> [Exercise aim]:
Reproduce the listing below exactly. Pictures do not belong in the copy.

> [Data provided]:
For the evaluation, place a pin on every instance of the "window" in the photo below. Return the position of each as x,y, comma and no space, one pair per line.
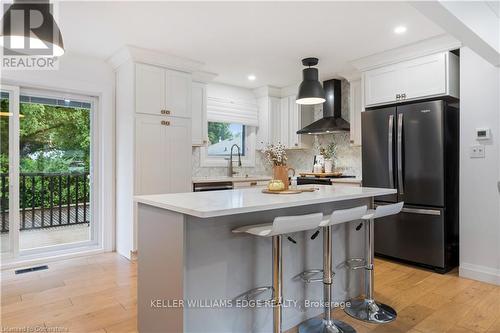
222,136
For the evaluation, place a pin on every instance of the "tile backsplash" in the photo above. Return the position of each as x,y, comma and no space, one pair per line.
348,157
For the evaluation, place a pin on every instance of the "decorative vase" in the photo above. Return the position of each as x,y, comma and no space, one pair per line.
328,165
280,172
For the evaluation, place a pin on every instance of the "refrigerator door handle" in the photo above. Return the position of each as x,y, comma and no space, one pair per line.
400,154
390,149
421,211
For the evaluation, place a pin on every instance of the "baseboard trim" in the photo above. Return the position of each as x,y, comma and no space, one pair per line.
480,273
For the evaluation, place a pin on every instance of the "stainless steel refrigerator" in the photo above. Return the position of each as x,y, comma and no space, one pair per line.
414,148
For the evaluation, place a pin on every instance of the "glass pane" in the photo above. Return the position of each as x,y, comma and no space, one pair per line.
54,194
5,116
223,136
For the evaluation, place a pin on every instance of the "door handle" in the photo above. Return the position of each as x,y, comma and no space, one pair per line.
390,149
434,212
400,154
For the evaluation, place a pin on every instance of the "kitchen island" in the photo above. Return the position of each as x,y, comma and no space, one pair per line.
191,267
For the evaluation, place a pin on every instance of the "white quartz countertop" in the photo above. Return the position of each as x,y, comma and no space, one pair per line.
229,179
248,200
347,180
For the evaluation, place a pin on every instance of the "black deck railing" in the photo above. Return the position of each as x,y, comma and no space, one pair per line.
47,200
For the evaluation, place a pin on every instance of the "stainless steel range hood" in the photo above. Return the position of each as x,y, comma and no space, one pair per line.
332,118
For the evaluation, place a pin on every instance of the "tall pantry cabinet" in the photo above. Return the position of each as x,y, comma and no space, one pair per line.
153,140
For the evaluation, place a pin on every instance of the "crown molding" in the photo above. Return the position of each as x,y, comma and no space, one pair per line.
136,54
267,91
203,77
425,47
351,76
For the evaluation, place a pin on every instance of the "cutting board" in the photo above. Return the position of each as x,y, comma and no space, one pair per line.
290,191
321,174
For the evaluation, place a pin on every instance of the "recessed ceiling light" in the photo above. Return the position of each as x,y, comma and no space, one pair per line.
400,29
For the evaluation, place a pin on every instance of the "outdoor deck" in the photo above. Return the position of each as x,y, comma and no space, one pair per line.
54,209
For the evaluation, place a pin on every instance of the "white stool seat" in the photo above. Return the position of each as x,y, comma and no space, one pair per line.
344,215
283,225
382,211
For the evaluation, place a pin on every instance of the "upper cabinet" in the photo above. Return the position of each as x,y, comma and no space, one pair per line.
429,76
355,108
162,91
199,114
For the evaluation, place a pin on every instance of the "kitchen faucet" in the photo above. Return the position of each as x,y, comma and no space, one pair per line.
231,173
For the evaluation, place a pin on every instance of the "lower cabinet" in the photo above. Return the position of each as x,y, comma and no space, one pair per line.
161,144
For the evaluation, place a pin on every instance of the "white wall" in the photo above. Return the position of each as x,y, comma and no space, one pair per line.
85,76
230,92
479,195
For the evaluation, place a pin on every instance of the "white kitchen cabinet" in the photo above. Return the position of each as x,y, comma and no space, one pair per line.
298,117
275,126
355,108
153,148
283,125
178,93
199,114
162,91
381,85
430,76
255,183
149,89
162,145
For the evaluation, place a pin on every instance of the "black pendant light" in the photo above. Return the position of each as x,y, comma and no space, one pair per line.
310,90
44,39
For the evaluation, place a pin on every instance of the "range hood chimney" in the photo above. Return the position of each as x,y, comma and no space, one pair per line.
332,121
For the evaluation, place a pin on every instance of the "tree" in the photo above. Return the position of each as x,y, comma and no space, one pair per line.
218,132
52,138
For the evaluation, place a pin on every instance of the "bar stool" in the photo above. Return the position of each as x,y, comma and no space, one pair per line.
368,309
280,226
328,324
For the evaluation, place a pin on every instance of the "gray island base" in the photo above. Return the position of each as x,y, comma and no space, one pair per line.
191,267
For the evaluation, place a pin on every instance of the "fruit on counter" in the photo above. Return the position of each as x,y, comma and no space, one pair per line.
276,185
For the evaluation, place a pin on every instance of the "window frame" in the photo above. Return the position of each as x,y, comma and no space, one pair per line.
247,160
244,139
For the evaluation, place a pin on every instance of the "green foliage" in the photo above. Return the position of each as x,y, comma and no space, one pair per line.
218,132
34,190
53,139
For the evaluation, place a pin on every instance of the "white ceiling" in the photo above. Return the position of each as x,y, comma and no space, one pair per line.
267,39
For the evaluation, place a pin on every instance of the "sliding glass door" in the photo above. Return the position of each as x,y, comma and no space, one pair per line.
9,124
47,203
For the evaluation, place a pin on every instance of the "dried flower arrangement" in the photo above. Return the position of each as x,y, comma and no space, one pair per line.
330,151
275,154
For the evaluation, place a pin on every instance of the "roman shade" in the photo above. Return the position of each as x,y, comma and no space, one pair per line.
232,111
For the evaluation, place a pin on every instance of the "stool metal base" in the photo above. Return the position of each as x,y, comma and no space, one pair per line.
371,311
318,325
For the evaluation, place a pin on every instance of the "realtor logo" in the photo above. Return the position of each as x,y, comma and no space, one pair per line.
30,36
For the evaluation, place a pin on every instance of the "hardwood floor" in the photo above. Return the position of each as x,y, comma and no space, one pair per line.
98,294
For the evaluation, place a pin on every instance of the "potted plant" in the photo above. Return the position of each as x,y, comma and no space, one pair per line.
276,156
329,153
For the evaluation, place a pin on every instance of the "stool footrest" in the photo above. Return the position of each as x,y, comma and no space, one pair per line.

> [Solution to this exercise]:
For the evaluation, place a pin on every instance of the "window" in the photo below. Return the position of each as x,y, comma and no space, one pair per line.
222,136
For the evaluation, place a pin on every instance of the "tile backsplash" in the photo above. Return the position of each as x,y, comma and no space, one pair per line.
348,157
For the evaluation, place a pin on every instance of the "decorative vase" in the photo above. Return the position of each as x,y, comma and no space, one pair per line.
328,165
280,172
For the evaluation, place a pin on every instance of the "refrigerator door handle" in the photo above. Return the position of each as x,y, comma and no space, one pair per line.
400,154
390,149
421,211
For the evaluation, place a pin on every instance of the "baseboard trim" in the photo above. Return the position of each as x,y, comma and no space, one pair per line.
480,273
For the evaluation, place a pin on every instance of the "stainless steel refrigerator" in the photo above. Return the position of each as x,y, comma and no space, one pair per line.
414,148
For the evaluation, place a pin on every instance of the "glass pane" in the photo above. Return the position of each as x,y, comma and no space, one pair per line.
54,194
5,116
223,136
For the evaluation, place a pin on every instance of the "door handle" in the photo above. Return the position of each as x,y, comma and no space, one pair per line.
390,149
434,212
400,154
For the evaluation, place a pin on every instance of the "kitchen island" in the photo above. Return the position of each as x,y, comma and no space, one pair per line.
191,267
For the evaluation, place a pin on every instance of the "white quartz countertop" in the photo above. Return the position of each as x,y, comma and no space, one pair per line.
229,179
248,200
347,180
For the evaluation, place a pin on every instance of the "black deck railing" in the photo above. Return the position of each as x,y, comma and no space, one pair per line.
47,200
For the evaluation, place a pin on every instance of the "stainless steel range hood" in the photo above. Return the position of each as x,y, comma and no space, one pair per line.
332,118
For the evaluation, place a pin on every instance of the "tall pantry cabinet" in the photo above. Return the position of each as x,y, comma and no space, one pair per line.
153,140
For the evaluation, place a pin on every instance of the "crown molding" in the photo above. Return the position of each as x,y, comma and no space, one pair per line.
136,54
267,91
203,77
425,47
351,76
For the evaluation, place a pin on every instance of the "cutting board" in the photo above. Return the position of each as x,y, comma and no space, one pair per line.
290,191
321,174
For the evaluation, place a pin on every instance of the "recessed ceiling light" in the photo above. Return the position of each as x,y, comma and no space, one pair per line.
400,29
For the evaluation, place a pin on every instance of the "outdoor deck" in the photo above. Return the position of each as x,y, comma and no space, one pair per line.
54,209
For the evaluation, place a pin on every instance of the "white stool seat" in the photo above. Return the position of each as x,y, comma and no space, one pair per line.
344,215
283,225
382,211
For the evaluation, place a pin on every instance of the "upper cabinet" in the photo above. Return the position of each as x,y, comma and no space, one pair per line.
429,76
355,108
162,91
199,114
For the evaluation, place a pin on every instance of the "kitchen faucet" in the photo above. Return the position of each as x,y, comma and no space, one pair per line.
231,173
For the evaluation, place a pin on every instance of the "lower cabinet" in the photo above. Return the position of each as x,y, comma and no space, one pair per line.
161,144
For the evaluation, place a pin on every instance of the "white wall" in the photo above. Return the position of each as x,y, comma and no space, one pair per line.
85,76
230,92
479,195
For the evaluation, place a pin on every instance of the "white kitchen cabinet" in the photo above. Return the position of each as x,y, comma and no space, one pair per line.
298,117
275,126
355,108
153,148
283,125
178,93
199,114
162,91
381,85
430,76
255,183
149,89
162,145
For the evaluation, place a pin on every instance of the "black pendant light" in the photo above. Return the position of each as x,y, comma and no space, one pair per line.
310,90
44,39
For the evaluation, place a pin on every instance of the "range hood chimney" in the photo above. Return the position of each as x,y, comma and no space, one pair per line.
332,121
For the evaluation, place a pin on every instance of the "tree" in the photo above. Return the position of each as x,y, comma and no space, one pair per line.
218,132
52,138
For the evaluation, place a pin on every instance of the "bar stool" in the photo above. Return the position of each as x,y, comma and no space, one pair per line.
368,309
280,226
328,324
For the evaluation, place a pin on every instance of the "gray island base" in the photo above. Return the position of each as x,y, comma and no space, one pair per line.
191,267
For the evaluation, place a pin on every instance of the "fruit on counter" in the photo above. Return the position of each as x,y, comma and no space, one pair per line.
276,185
For the evaluation, place a pin on every instance of the "window frame" in the photo above. Return the position of each as x,y, comma and no space, one pair per line.
247,160
244,139
For the evaluation, place a pin on every instance of the "green foliage" in the photo above. Return the position of each as x,y, comma and no space, one pair per line.
218,132
34,190
53,139
For the evaluation, place a pin on every instance of the "white ceiling" in the photo above. Return the position of each as x,y, comma and no space, one pair per line.
267,39
For the evaluation, place a pin on every instance of the "sliding glass door" in the photo above. Return the position of each as x,y, comma and no space, one pair per line.
9,124
47,203
For the evaluation, place a pin on every instance of the "dried flower arrangement" in the photo above. Return the position of each as x,y, comma and no space, one pair per line.
330,151
275,154
For the evaluation, place a pin on every instance of the "roman shade" in the photo above. Return the position of each as x,y, comma and no space, one pair per line.
232,111
For the evaluation, place a pin on every instance of the "stool metal base" in the photo above. Return the position of each as x,y, comma and no space, one pair per line.
371,311
318,325
For the evaluation, place a pin on every instance of the "realtor logo" in the photo above. Return the position of each as x,y, comma and no space, one pair per line.
30,36
For the evaluation, place a pin on every instance of the "hardwood floor" in the photo above. Return the position of each as x,y, comma and no space, one pair per line.
98,294
For the evaluation, place a pin on every instance of the "potted plant" in the photo above. Return the position of each as x,y, comma and no space, one pair per line.
276,156
329,153
For the evaluation, place a pin on every instance of the "stool footrest" in the photo above. Return the position of each as x,y, comma and no space, one pair per line.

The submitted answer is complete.